[BEGIN RECORD LIST]
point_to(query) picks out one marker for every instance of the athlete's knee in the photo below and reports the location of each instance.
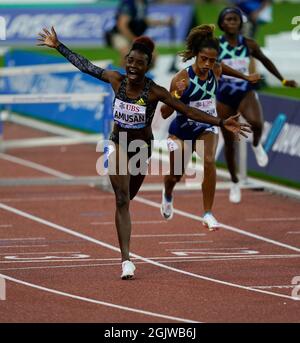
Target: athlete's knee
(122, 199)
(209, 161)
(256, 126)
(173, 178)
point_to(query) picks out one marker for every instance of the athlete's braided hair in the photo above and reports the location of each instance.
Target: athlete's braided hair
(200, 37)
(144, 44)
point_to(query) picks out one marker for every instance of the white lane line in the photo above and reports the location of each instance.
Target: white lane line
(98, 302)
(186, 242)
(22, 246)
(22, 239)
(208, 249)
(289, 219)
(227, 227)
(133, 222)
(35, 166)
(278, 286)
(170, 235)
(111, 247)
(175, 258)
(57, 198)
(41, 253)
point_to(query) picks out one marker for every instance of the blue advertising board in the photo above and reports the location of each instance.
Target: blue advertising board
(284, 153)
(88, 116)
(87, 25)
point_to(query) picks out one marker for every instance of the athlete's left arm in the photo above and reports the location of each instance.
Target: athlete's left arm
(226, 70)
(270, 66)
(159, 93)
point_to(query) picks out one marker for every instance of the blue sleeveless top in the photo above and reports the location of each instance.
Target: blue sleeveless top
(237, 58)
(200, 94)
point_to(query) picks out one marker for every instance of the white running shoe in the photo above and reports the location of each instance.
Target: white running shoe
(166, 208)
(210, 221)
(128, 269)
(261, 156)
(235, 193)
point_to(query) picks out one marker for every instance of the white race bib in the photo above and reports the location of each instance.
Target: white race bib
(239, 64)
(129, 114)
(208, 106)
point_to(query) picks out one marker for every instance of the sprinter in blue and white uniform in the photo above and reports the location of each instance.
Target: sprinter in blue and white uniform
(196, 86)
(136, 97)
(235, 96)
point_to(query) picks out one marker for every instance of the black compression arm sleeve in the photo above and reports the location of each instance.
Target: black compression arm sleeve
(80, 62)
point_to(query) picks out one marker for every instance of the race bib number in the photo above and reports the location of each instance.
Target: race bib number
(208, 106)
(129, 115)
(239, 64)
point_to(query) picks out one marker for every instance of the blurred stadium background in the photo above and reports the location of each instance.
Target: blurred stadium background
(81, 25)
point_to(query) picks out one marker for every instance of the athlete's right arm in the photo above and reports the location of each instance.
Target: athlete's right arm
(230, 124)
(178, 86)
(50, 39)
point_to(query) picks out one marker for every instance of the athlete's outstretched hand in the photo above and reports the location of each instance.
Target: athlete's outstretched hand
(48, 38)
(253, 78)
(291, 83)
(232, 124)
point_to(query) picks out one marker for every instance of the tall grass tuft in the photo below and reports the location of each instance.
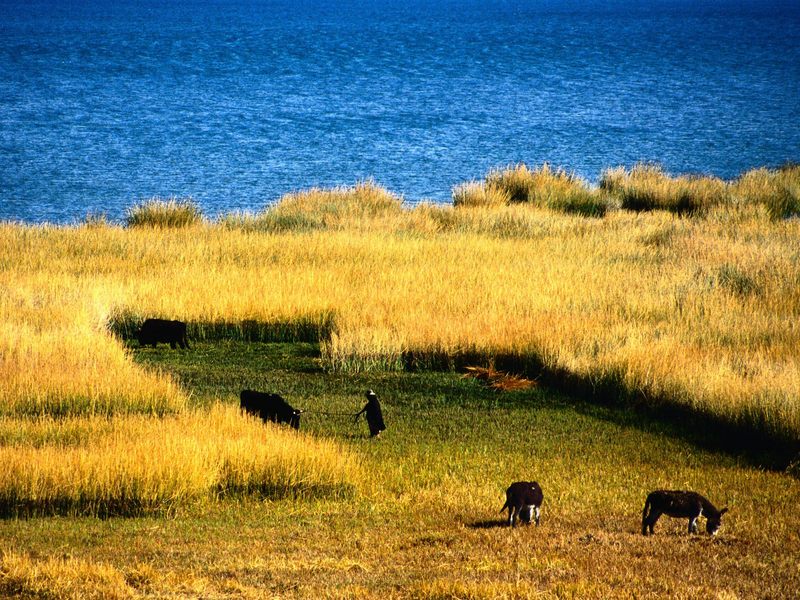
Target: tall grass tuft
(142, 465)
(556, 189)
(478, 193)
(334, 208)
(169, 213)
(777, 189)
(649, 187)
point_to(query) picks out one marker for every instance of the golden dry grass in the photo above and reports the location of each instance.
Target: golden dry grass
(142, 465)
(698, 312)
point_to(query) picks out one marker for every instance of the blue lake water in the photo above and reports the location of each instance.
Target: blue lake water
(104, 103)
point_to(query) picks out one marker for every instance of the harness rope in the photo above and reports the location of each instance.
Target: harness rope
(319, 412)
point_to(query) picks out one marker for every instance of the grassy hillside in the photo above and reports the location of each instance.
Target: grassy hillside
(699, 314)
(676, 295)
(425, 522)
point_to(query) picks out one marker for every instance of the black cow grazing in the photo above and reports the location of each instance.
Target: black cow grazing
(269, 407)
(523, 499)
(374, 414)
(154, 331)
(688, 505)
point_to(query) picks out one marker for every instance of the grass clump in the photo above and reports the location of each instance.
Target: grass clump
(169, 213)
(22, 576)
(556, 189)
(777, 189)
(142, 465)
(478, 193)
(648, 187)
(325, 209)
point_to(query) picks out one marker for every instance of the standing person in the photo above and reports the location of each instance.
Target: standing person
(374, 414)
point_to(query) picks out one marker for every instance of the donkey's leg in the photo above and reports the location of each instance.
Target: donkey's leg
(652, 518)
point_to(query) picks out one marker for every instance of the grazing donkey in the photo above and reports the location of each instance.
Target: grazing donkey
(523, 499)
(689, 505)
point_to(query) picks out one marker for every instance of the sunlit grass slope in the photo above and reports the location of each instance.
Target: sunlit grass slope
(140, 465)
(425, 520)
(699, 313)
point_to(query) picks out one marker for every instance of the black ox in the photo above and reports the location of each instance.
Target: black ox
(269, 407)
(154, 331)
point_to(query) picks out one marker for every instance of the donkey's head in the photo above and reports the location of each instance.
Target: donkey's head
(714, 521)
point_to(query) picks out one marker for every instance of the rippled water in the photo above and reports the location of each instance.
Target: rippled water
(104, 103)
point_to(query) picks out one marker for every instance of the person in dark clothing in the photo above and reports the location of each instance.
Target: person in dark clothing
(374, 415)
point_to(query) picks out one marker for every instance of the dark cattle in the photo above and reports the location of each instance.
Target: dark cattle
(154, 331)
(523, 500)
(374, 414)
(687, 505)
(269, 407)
[END RECORD LIST]
Convert the material above into a JSON list of strings, one string per line, skipping any blank lines and covering all of it. Leave out the pictures.

*EXERCISE RESULT*:
[
  "point_to(query) picks out one marker for every instance of the athlete's knee in the photo below and reports the location of each instance.",
  "Target: athlete's knee",
  "(122, 199)",
  "(209, 161)",
  "(256, 126)",
  "(173, 178)",
  "point_to(query) picks out one marker for every instance of the athlete's braided hair in the photo above and reports the location of each instance.",
  "Target: athlete's braided hair",
  "(200, 37)",
  "(144, 44)",
  "point_to(query) picks out one marker for every instance of the white lane line in the photo above and reports the location of each instance.",
  "Target: white lane line",
  "(98, 302)",
  "(186, 242)",
  "(22, 246)",
  "(22, 239)",
  "(208, 249)",
  "(289, 219)",
  "(227, 227)",
  "(133, 222)",
  "(35, 166)",
  "(278, 286)",
  "(170, 235)",
  "(111, 247)",
  "(175, 258)",
  "(57, 198)",
  "(41, 253)",
  "point_to(query) picks out one marker for every instance of the blue advertising board in the photo above and reports the location of each instance.",
  "Target: blue advertising board",
  "(284, 153)",
  "(88, 116)",
  "(87, 25)",
  "point_to(query) picks out one marker for every instance of the athlete's left arm in the photo above and reports the location of each instance.",
  "Target: athlete's left arm",
  "(226, 70)",
  "(270, 66)",
  "(159, 93)",
  "point_to(query) picks out one marker for every instance of the blue sleeveless top in the photo above and reports the location of each instance.",
  "Target: blue sleeveless top",
  "(237, 58)",
  "(200, 94)",
  "point_to(query) picks out one marker for every instance of the white running shoe in the photo above and reports the location of each instance.",
  "Target: white running shoe",
  "(166, 208)",
  "(210, 221)",
  "(128, 269)",
  "(261, 156)",
  "(235, 193)",
  "point_to(query) picks out one marker for every instance of the white race bib in the photo above and reports the location of each instance.",
  "Target: white race bib",
  "(239, 64)",
  "(129, 114)",
  "(208, 106)",
  "point_to(query) picks out one marker for every instance of the sprinter in blue and white uniform in the photo above and reports the location of each instance.",
  "Target: sprinter in blue and white uniform",
  "(196, 86)",
  "(136, 97)",
  "(235, 96)",
  "point_to(query) picks out one marker for every instance of the black compression arm sleeve in the photo above and reports the location of each instance.",
  "Target: black compression arm sleeve",
  "(80, 62)",
  "point_to(query) picks out one marker for every instance of the race bib number in the photo above and reports the location of each instance.",
  "Target: race bib number",
  "(208, 106)",
  "(129, 115)",
  "(239, 64)",
  "point_to(query) picks out one marker for every instance of the blurred stadium background in the photo above and reports the location of each instance.",
  "Target: blurred stadium background",
  "(81, 25)",
  "point_to(query) picks out one marker for every instance of the athlete's right arm in the photo above and reports the location of each instance.",
  "Target: athlete's right arm",
  "(230, 124)",
  "(178, 86)",
  "(50, 39)",
  "point_to(query) picks out one marker for every instance of the athlete's outstretched hand in the photo above and reports the location of each instance.",
  "Target: athlete's outstretched hand",
  "(48, 38)",
  "(253, 78)",
  "(291, 83)",
  "(232, 124)",
  "point_to(query) picks out one marker for every instance of the tall grass tuft in the photo below and reports the location of each instance.",
  "Target: tall grass tuft",
  "(142, 465)",
  "(556, 189)",
  "(478, 193)",
  "(334, 208)",
  "(169, 213)",
  "(777, 189)",
  "(649, 187)",
  "point_to(query) picks out one marker for every instance of the golden dry grass in the photo above and reports the location of each instance.",
  "Target: golden dry grass",
  "(142, 465)",
  "(698, 312)",
  "point_to(query) picks out one marker for every instance of the blue lake water in the photo above and reports the location of each instance.",
  "Target: blue lake water",
  "(104, 103)",
  "point_to(query) picks out one marker for every instance of the harness rope in the photo above and reports the location of each instance.",
  "Target: harness rope",
  "(319, 412)",
  "point_to(query) picks out one marker for every instance of the grassy hillside in the photo above and reports the location of each instance.",
  "Target: grassy hillside",
  "(699, 314)",
  "(676, 295)",
  "(425, 522)",
  "point_to(query) picks out one marker for every instance of the black cow grazing in the photo above and reports the location of each instance.",
  "Target: black cow grazing",
  "(269, 407)",
  "(523, 499)",
  "(374, 414)",
  "(154, 331)",
  "(688, 505)",
  "point_to(query) picks out one marker for every instance of the grass clump in the photo above and reports the location of each instance.",
  "Target: grass clump",
  "(169, 213)",
  "(22, 576)",
  "(556, 189)",
  "(777, 189)",
  "(142, 465)",
  "(478, 193)",
  "(648, 187)",
  "(325, 209)",
  "point_to(query) picks out one marker for every instance of the standing person in the photo above and reports the location of each instance.",
  "Target: standing person",
  "(374, 414)",
  "point_to(query) picks out one marker for every instance of the donkey's leg in the photo above and reports the location of each instance.",
  "Target: donkey's leg",
  "(652, 518)",
  "point_to(query) picks out one marker for every instance of the grazing donkey in the photo above and reports the location of each instance.",
  "Target: grazing donkey",
  "(523, 499)",
  "(689, 505)",
  "point_to(query) picks out one marker for every instance of the sunlit grass slope in the photo above and reports the location of each instance.",
  "Target: sunlit grass slope",
  "(140, 465)",
  "(425, 520)",
  "(699, 313)",
  "point_to(query) picks out one marker for every instance of the black ox in the photo above and reports the location of each instance.",
  "Target: black ox",
  "(269, 407)",
  "(154, 331)",
  "point_to(query) picks out one marker for every instance of the donkey's head in the photo above and reports the location of each instance.",
  "Target: donkey's head",
  "(714, 521)",
  "point_to(query) picks out one marker for every instance of the rippled water in the photo above and reports the location of each instance.",
  "Target: rippled water",
  "(104, 103)",
  "point_to(query) picks out one marker for every instance of the person in dark clothing in the photo above and reports the location of each instance.",
  "Target: person in dark clothing",
  "(374, 415)",
  "point_to(query) picks out one marker for every instance of the dark cattle in the photo above and reports the location of each instance.",
  "Target: dark cattle",
  "(154, 331)",
  "(523, 500)",
  "(374, 414)",
  "(687, 505)",
  "(269, 407)"
]